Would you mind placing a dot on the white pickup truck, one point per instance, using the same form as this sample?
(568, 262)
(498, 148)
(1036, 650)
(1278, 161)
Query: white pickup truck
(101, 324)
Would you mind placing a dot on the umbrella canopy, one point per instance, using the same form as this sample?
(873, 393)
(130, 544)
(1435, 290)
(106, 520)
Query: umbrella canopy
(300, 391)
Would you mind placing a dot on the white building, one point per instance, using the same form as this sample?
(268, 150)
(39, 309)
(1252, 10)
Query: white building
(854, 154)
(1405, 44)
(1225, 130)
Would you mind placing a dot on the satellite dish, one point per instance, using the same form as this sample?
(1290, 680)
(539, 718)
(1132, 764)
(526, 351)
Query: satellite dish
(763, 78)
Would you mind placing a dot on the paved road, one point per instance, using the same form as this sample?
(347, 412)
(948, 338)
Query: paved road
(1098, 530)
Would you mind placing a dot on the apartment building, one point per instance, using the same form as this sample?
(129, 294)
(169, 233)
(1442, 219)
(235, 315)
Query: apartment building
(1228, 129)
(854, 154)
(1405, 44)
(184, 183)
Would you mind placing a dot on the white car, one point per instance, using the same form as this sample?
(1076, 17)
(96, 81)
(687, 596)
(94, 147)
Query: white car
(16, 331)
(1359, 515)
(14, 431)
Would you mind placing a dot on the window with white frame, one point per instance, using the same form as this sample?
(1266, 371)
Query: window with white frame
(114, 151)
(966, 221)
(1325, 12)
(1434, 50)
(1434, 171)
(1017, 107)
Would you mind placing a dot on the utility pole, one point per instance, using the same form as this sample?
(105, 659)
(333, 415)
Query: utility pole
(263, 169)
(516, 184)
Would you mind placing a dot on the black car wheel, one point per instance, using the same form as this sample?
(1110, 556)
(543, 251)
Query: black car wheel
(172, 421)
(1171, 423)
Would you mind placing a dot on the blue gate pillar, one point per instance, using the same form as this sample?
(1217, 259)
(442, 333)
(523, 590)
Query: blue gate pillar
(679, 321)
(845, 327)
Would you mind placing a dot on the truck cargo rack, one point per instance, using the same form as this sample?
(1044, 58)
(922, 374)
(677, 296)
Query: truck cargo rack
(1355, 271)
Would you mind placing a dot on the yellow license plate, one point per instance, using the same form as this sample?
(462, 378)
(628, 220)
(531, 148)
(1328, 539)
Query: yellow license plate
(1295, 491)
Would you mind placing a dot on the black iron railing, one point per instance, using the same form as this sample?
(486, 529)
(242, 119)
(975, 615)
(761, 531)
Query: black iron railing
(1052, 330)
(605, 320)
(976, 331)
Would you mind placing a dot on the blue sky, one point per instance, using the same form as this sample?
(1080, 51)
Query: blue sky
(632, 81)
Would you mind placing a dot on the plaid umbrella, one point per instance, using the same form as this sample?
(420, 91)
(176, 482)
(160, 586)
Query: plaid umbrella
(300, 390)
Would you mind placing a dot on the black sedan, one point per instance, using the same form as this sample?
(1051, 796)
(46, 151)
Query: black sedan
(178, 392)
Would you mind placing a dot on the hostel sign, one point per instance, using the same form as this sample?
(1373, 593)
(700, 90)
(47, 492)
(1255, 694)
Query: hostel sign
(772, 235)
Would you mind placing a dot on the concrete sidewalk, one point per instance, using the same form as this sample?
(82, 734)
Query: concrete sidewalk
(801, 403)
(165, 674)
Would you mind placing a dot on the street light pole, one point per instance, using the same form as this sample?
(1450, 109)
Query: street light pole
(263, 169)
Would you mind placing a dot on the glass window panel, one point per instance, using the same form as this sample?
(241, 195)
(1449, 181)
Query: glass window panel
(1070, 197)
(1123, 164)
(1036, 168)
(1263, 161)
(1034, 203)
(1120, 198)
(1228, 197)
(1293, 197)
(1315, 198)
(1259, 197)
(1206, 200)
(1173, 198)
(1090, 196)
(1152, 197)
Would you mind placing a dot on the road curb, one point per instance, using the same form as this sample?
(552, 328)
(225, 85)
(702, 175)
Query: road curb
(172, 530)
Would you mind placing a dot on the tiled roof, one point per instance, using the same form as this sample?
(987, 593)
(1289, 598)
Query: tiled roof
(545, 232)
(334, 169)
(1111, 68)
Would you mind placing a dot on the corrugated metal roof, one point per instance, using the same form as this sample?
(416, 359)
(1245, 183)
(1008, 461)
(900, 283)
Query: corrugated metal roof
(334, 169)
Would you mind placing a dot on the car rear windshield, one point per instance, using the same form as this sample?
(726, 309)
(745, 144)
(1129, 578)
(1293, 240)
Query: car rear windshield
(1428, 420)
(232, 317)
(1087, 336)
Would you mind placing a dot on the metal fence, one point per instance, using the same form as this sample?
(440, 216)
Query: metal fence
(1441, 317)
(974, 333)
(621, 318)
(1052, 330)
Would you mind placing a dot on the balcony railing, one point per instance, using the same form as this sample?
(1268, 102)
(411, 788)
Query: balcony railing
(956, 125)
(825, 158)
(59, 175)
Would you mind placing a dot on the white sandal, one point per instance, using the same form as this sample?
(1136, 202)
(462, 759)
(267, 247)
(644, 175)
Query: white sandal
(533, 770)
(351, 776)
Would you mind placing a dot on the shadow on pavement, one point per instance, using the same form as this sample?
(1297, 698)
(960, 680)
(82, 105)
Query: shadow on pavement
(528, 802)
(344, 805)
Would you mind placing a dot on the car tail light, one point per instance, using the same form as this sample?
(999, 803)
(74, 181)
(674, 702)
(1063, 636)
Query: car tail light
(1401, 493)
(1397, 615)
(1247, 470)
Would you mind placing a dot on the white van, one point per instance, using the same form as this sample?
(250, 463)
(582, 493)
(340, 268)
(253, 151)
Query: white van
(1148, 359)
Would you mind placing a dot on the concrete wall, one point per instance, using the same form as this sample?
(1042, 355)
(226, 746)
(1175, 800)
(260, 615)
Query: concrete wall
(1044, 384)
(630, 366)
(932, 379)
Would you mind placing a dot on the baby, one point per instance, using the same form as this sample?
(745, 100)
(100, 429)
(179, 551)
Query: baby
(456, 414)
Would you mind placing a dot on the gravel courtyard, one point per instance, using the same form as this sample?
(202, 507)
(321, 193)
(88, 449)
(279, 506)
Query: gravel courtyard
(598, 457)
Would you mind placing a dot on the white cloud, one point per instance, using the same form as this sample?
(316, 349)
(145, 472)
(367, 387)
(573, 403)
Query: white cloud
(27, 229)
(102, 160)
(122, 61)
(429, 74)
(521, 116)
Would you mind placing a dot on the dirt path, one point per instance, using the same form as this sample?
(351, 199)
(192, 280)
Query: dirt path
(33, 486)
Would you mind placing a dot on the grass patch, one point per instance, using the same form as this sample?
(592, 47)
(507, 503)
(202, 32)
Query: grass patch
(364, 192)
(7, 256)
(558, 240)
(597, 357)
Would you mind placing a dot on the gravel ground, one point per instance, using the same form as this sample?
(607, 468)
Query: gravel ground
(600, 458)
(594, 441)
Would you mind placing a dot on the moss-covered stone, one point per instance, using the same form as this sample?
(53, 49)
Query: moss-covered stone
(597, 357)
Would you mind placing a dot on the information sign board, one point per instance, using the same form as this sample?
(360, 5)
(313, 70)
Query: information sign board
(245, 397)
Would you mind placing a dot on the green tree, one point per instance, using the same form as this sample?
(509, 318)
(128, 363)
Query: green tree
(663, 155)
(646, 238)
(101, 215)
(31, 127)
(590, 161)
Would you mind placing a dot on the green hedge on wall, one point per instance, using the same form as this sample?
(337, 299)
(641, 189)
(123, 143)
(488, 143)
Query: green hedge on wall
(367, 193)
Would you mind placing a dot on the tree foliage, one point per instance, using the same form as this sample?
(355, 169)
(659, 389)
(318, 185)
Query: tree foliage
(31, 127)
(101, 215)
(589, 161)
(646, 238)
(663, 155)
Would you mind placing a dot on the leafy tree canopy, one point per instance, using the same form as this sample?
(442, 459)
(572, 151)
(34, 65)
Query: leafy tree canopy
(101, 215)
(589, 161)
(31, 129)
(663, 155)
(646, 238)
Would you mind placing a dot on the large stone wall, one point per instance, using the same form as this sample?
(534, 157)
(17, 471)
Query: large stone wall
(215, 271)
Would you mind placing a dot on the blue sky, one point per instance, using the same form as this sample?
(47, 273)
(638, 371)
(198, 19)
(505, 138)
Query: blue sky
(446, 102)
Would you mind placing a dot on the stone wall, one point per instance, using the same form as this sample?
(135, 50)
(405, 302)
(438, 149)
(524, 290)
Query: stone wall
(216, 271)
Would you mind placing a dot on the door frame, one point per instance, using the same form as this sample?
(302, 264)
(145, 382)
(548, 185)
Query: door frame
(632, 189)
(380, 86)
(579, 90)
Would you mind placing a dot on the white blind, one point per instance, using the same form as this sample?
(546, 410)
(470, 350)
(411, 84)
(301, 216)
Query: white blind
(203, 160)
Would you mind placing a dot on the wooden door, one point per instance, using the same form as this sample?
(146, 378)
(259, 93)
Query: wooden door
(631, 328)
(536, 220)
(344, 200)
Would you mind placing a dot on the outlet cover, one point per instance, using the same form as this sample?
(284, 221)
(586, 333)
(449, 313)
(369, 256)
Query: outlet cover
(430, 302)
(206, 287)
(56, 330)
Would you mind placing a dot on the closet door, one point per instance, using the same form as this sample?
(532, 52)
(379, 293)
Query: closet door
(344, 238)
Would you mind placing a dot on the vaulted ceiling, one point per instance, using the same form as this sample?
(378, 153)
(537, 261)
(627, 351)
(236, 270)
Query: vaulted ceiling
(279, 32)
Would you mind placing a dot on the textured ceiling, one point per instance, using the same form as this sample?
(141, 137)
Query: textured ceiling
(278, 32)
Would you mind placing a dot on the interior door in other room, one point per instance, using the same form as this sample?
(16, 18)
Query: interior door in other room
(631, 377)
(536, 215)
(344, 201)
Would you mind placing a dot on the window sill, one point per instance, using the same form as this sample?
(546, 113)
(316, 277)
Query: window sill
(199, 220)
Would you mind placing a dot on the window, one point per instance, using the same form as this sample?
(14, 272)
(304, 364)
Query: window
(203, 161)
════════════════
When you reach the line containing "Query: closet door" in the listing, transcribe it and every line after it exactly, through the last line, and add nothing.

Query: closet door
(344, 238)
Would you mind placing a dot on the vaulted ceiling, one point per instance, using the same form as this sample?
(378, 153)
(537, 261)
(627, 351)
(236, 270)
Query: vaulted ceiling
(279, 32)
Would you mind placing a dot on the textured ceiling, one point per instance, using the same form as this sample?
(141, 137)
Query: textured ceiling
(278, 32)
Would you mind placing a dot on the interior door in other room, one point per instance, using the same form as this sample?
(16, 18)
Query: interior door in other room
(631, 377)
(536, 215)
(344, 201)
Would you mind placing a dot on the window sill, one point per instance, using the same form as this sample?
(546, 113)
(316, 277)
Query: window sill
(199, 220)
Would you mind placing a dot on the window, one point per instance, using the same form as this sample?
(14, 272)
(304, 364)
Query: window
(203, 161)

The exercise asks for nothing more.